Your goal: Each line from the opening of the material through the line holding "Target: wave foam line" needs to be returned exactly, with the pictures left out.

_____

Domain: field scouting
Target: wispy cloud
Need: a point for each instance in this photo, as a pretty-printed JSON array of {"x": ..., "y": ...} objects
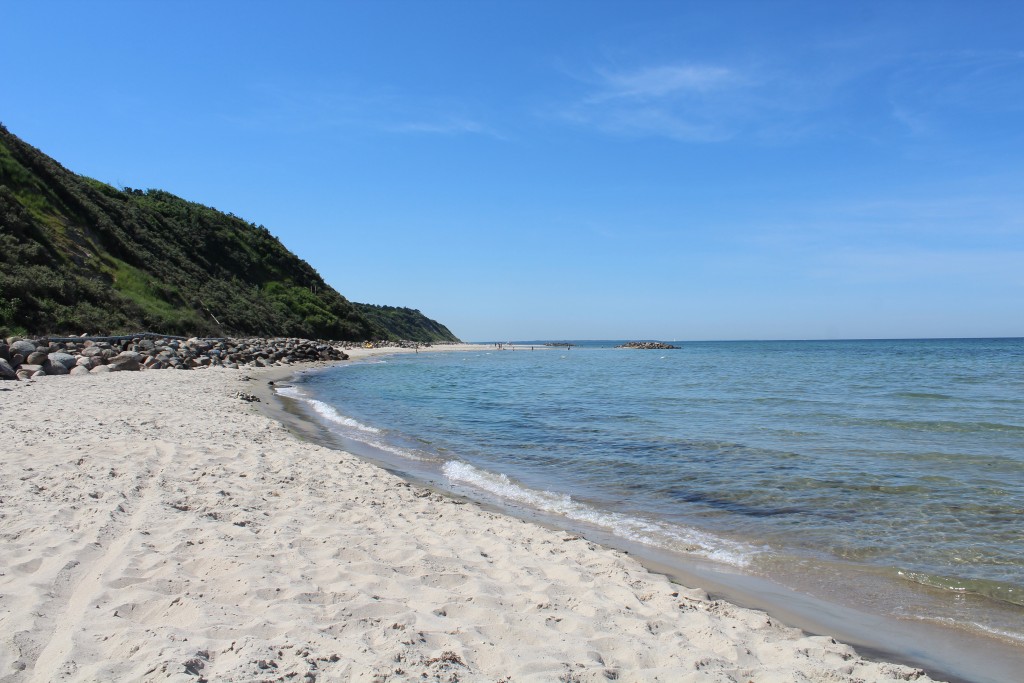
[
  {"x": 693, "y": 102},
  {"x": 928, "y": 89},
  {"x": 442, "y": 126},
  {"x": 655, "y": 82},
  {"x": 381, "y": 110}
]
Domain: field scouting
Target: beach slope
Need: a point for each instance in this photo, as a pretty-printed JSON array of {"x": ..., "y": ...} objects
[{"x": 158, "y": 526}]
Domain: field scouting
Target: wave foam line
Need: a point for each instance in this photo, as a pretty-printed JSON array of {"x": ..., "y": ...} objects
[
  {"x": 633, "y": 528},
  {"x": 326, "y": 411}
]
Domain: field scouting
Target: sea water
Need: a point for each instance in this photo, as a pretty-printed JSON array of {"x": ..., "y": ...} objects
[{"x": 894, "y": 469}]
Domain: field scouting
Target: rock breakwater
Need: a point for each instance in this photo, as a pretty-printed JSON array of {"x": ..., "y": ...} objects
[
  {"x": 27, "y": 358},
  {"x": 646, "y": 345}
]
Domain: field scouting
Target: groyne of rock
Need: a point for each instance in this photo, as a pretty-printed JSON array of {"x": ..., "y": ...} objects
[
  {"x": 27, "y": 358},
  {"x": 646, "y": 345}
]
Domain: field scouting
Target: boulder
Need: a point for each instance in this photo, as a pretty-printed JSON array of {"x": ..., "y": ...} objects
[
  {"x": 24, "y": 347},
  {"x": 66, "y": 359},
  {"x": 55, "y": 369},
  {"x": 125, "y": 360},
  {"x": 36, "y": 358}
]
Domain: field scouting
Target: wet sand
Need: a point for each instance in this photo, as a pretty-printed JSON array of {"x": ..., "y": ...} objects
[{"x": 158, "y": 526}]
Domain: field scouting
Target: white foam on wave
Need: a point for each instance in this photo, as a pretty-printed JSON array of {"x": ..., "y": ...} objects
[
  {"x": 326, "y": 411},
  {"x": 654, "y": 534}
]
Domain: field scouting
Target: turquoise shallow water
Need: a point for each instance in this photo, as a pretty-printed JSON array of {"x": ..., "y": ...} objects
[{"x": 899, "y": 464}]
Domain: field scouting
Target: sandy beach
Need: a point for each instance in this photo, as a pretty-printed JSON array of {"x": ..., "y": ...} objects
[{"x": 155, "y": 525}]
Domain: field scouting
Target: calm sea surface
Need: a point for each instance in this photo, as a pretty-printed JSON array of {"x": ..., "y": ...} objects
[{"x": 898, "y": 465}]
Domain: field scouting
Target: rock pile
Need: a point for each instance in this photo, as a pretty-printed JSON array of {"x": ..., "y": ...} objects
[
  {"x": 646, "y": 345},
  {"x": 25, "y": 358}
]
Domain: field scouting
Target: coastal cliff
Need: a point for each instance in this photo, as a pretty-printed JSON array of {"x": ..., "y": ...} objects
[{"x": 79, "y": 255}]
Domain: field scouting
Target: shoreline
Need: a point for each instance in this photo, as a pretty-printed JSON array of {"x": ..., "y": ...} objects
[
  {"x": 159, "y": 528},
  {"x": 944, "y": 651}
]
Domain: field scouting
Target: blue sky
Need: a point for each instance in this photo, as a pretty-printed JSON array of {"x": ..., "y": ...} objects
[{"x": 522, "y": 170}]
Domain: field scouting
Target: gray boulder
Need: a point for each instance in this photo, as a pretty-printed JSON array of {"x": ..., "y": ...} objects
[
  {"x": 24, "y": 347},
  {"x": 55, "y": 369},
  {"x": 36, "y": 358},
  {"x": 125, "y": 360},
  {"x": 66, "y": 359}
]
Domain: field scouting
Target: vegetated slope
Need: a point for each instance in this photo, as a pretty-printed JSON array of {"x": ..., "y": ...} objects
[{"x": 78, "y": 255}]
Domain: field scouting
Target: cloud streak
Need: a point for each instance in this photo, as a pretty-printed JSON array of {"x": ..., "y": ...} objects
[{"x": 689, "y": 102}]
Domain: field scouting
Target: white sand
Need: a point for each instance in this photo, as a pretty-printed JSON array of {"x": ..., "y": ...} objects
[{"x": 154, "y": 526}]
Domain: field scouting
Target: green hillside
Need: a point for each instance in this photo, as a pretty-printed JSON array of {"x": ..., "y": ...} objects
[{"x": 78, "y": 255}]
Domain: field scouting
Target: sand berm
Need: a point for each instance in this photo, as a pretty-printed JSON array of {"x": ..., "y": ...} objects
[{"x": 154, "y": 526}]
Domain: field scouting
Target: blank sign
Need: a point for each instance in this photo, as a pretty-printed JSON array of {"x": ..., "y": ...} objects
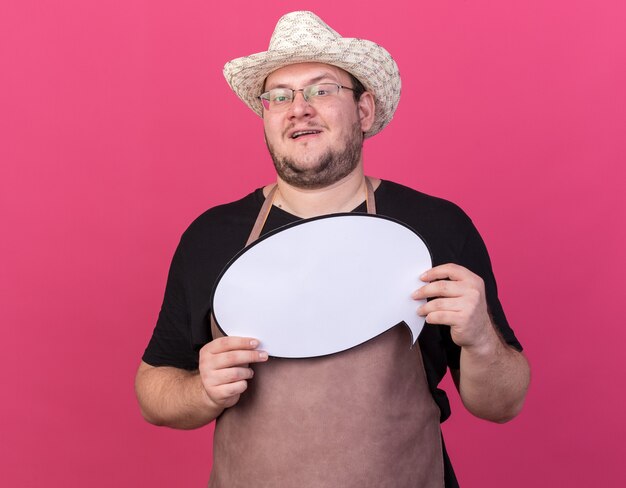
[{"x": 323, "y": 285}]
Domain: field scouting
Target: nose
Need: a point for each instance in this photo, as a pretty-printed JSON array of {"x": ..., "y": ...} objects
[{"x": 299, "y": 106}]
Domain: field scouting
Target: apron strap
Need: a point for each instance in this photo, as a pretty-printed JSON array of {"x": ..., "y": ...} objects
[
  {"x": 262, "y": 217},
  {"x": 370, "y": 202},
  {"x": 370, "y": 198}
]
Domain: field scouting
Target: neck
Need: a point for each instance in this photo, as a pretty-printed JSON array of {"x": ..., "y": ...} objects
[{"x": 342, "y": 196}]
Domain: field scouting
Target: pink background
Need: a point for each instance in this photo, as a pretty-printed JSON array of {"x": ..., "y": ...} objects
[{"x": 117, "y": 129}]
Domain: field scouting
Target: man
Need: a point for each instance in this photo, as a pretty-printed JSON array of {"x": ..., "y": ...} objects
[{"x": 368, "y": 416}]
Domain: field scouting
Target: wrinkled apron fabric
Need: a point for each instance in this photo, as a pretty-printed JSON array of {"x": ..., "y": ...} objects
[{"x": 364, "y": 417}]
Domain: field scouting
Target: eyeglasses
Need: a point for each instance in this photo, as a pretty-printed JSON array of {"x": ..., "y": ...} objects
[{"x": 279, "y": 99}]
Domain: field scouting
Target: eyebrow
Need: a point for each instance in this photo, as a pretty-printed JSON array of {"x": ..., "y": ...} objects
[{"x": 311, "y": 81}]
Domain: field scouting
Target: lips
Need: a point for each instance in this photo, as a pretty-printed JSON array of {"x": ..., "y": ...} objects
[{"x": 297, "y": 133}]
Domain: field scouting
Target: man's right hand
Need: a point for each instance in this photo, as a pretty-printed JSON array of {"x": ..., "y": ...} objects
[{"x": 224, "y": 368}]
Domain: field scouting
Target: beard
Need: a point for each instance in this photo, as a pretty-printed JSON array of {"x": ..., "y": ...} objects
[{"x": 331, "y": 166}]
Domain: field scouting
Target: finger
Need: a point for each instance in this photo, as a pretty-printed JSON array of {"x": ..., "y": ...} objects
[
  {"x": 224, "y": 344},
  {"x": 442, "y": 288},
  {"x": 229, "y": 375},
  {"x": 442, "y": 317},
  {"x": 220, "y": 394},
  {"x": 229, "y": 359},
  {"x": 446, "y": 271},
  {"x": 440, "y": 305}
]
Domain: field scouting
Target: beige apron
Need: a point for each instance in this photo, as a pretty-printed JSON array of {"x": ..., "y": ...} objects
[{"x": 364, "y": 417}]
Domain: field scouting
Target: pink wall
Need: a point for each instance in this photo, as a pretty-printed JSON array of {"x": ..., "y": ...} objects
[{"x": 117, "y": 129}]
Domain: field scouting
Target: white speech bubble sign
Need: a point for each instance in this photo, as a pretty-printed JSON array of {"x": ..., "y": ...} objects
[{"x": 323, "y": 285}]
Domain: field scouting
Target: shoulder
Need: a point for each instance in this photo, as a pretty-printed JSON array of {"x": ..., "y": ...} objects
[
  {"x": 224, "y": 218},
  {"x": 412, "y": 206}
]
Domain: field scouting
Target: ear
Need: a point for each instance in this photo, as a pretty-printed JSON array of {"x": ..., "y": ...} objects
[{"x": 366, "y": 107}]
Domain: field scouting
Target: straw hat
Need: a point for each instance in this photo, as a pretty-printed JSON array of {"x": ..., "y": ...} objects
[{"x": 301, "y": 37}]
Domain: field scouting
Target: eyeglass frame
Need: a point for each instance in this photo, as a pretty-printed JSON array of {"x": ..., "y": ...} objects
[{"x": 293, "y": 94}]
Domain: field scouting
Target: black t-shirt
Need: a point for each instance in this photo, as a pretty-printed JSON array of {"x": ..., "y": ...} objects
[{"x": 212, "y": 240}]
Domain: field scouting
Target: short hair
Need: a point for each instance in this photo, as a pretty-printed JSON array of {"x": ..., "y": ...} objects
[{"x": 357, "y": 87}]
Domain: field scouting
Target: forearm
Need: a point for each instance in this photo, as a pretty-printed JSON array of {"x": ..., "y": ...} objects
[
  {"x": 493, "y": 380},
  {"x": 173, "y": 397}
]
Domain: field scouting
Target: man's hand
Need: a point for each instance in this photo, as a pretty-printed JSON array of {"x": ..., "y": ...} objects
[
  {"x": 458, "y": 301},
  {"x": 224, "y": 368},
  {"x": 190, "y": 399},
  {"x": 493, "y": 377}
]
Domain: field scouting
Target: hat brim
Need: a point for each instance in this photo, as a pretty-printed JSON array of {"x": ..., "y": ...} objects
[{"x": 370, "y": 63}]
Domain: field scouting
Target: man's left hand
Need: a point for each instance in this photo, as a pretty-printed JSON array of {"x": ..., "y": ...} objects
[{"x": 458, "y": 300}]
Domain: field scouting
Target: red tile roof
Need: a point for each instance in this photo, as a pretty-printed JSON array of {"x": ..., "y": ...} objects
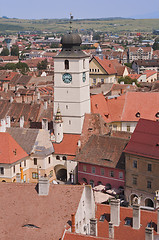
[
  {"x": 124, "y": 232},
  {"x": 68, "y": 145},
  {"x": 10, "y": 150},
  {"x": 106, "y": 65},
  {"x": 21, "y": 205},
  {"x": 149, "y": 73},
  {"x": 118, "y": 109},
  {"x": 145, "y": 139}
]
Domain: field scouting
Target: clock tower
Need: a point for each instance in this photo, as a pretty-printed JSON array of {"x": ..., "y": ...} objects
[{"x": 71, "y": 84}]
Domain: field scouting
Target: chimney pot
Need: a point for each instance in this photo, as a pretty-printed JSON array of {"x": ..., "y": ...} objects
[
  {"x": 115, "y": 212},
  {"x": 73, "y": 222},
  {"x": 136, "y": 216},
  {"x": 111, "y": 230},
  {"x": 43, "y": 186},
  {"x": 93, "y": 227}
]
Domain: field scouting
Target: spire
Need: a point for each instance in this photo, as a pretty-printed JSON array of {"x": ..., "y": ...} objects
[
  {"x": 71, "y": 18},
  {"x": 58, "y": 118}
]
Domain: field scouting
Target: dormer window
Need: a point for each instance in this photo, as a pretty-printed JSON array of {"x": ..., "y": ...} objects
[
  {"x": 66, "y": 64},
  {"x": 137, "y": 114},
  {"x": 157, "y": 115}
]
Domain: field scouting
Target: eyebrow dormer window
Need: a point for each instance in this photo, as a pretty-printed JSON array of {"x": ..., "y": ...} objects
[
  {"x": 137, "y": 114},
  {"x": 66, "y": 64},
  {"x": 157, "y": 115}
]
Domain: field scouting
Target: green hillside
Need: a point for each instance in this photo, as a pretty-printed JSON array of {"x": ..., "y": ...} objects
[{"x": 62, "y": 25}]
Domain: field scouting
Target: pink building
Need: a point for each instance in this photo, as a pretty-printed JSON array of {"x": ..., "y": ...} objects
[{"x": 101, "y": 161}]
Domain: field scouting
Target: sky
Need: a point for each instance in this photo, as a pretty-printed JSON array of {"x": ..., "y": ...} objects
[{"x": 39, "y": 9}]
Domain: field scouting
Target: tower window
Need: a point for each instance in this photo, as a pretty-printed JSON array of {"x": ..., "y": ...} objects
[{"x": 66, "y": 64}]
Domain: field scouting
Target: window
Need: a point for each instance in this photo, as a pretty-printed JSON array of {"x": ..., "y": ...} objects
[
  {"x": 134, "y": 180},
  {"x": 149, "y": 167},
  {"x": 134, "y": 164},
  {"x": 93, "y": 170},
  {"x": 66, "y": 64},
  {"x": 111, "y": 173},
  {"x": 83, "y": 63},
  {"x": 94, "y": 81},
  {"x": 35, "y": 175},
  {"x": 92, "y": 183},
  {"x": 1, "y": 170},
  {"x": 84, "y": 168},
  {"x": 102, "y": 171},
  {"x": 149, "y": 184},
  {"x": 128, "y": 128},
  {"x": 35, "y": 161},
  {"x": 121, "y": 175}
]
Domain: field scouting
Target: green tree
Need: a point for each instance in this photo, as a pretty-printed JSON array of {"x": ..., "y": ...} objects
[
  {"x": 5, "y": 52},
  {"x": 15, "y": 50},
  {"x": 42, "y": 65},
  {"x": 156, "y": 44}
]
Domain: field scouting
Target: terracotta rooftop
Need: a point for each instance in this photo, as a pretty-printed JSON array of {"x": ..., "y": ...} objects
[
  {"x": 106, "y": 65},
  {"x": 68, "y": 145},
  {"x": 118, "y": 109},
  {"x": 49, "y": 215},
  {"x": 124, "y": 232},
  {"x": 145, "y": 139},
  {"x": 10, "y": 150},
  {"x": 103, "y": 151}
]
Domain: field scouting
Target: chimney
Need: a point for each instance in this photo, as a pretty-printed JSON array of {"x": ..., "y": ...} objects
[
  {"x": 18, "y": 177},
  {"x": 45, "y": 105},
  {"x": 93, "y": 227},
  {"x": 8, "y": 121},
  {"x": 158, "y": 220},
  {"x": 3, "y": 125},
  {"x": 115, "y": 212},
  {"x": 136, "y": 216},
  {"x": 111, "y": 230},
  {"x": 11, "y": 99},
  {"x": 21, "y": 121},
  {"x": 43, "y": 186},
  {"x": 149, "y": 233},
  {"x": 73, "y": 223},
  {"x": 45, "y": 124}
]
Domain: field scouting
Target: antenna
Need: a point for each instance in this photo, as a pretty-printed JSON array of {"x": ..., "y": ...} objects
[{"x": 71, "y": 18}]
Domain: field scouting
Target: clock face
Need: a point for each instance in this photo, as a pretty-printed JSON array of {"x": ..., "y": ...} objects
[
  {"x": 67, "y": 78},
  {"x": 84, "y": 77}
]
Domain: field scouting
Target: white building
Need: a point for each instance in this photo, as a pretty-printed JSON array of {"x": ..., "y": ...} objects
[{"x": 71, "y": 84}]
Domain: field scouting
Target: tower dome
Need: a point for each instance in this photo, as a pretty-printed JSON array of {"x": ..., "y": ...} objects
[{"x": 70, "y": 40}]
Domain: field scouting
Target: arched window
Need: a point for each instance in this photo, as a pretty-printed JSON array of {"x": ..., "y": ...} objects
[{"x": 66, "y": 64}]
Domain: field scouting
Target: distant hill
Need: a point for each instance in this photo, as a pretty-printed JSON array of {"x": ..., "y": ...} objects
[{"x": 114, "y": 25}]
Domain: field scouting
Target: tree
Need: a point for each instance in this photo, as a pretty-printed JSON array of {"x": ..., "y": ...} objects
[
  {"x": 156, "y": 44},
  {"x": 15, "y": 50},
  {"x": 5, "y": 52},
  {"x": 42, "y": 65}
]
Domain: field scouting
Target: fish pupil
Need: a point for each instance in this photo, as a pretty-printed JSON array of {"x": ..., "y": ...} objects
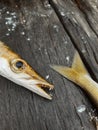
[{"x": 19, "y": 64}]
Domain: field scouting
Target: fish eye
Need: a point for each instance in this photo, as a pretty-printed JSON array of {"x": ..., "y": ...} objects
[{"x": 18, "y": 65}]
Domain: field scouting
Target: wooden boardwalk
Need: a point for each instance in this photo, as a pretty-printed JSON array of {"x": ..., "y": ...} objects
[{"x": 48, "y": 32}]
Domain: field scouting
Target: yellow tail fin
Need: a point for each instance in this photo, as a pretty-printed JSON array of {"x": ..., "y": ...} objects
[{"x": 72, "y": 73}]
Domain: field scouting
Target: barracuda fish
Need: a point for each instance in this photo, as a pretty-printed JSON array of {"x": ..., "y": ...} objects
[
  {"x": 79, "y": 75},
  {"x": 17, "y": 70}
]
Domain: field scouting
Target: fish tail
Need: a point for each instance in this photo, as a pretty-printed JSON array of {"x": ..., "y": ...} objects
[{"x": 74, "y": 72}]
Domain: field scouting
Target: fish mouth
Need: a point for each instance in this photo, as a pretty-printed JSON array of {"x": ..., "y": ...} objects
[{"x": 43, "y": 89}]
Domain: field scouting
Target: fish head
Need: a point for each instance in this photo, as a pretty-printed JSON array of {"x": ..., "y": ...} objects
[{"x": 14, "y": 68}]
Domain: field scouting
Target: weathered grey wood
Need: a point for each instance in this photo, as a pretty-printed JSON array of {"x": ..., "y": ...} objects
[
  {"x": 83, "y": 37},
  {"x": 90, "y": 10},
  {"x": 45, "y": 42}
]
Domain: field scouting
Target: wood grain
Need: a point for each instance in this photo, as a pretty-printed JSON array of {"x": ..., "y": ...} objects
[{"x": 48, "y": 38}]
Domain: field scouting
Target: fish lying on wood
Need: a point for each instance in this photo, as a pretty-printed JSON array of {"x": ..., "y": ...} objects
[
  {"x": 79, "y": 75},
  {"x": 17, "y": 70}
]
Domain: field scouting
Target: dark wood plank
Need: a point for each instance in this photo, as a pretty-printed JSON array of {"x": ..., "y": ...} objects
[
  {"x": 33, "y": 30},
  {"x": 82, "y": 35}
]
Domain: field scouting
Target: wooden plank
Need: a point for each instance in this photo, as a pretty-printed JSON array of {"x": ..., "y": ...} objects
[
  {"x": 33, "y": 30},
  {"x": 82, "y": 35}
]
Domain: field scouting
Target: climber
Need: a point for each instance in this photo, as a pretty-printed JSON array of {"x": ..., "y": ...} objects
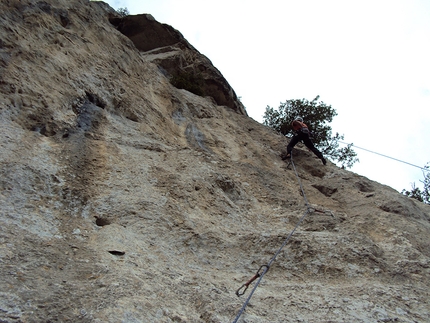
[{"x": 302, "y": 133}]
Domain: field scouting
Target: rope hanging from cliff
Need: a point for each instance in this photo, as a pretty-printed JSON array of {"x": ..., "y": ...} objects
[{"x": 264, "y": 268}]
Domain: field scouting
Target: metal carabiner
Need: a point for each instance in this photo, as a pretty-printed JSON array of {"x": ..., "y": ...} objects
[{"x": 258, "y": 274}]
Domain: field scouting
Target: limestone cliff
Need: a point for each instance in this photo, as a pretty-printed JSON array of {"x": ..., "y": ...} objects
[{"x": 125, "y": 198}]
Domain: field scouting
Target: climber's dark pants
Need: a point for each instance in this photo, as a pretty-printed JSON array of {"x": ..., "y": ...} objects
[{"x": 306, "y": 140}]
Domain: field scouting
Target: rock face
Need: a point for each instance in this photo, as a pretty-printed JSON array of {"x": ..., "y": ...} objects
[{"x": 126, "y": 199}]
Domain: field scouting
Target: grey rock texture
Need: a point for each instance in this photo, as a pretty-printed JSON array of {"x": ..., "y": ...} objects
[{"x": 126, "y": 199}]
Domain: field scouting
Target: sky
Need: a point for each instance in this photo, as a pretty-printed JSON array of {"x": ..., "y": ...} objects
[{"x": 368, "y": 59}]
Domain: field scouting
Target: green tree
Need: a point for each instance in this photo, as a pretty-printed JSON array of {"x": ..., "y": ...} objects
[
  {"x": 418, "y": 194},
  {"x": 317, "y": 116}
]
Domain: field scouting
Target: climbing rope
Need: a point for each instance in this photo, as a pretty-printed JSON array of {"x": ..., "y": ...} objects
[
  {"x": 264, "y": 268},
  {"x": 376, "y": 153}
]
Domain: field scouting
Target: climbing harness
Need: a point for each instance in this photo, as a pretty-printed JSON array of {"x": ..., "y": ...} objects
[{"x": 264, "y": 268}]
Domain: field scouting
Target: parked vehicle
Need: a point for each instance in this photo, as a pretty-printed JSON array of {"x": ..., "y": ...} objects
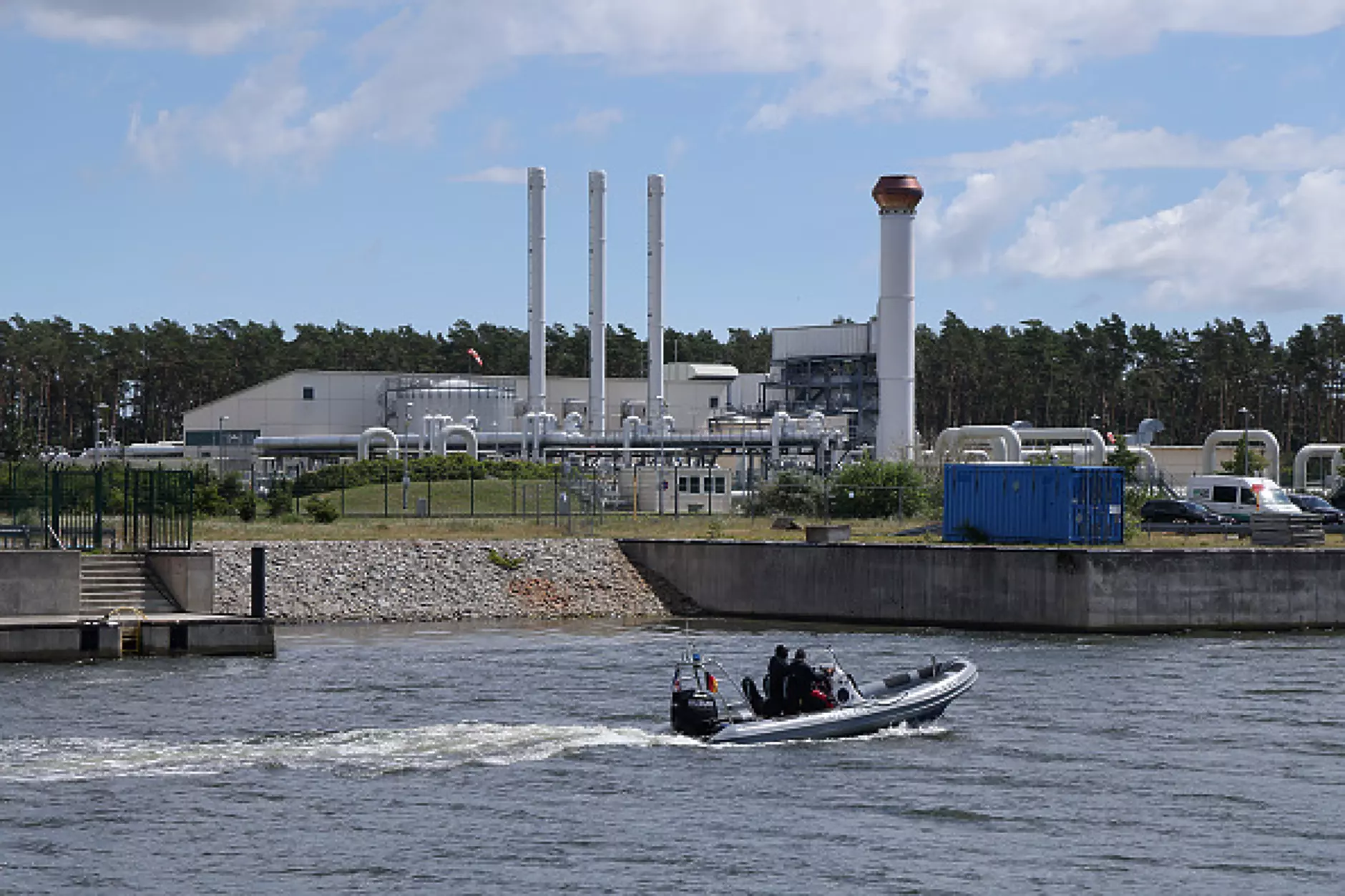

_____

Exercise answer:
Domain: field scouting
Target: wispy cloud
Need: a point for each instance in this photo, as a pretty-printed JSON array of {"x": ..., "y": ...} objects
[
  {"x": 693, "y": 102},
  {"x": 928, "y": 89},
  {"x": 442, "y": 126},
  {"x": 655, "y": 82},
  {"x": 381, "y": 110}
]
Domain: field scouting
Target: beach slope
Need: a point for each instance in this photo, as a pretty-printed JSON array of {"x": ..., "y": ...} objects
[{"x": 158, "y": 526}]
Domain: field scouting
Target: wave foam line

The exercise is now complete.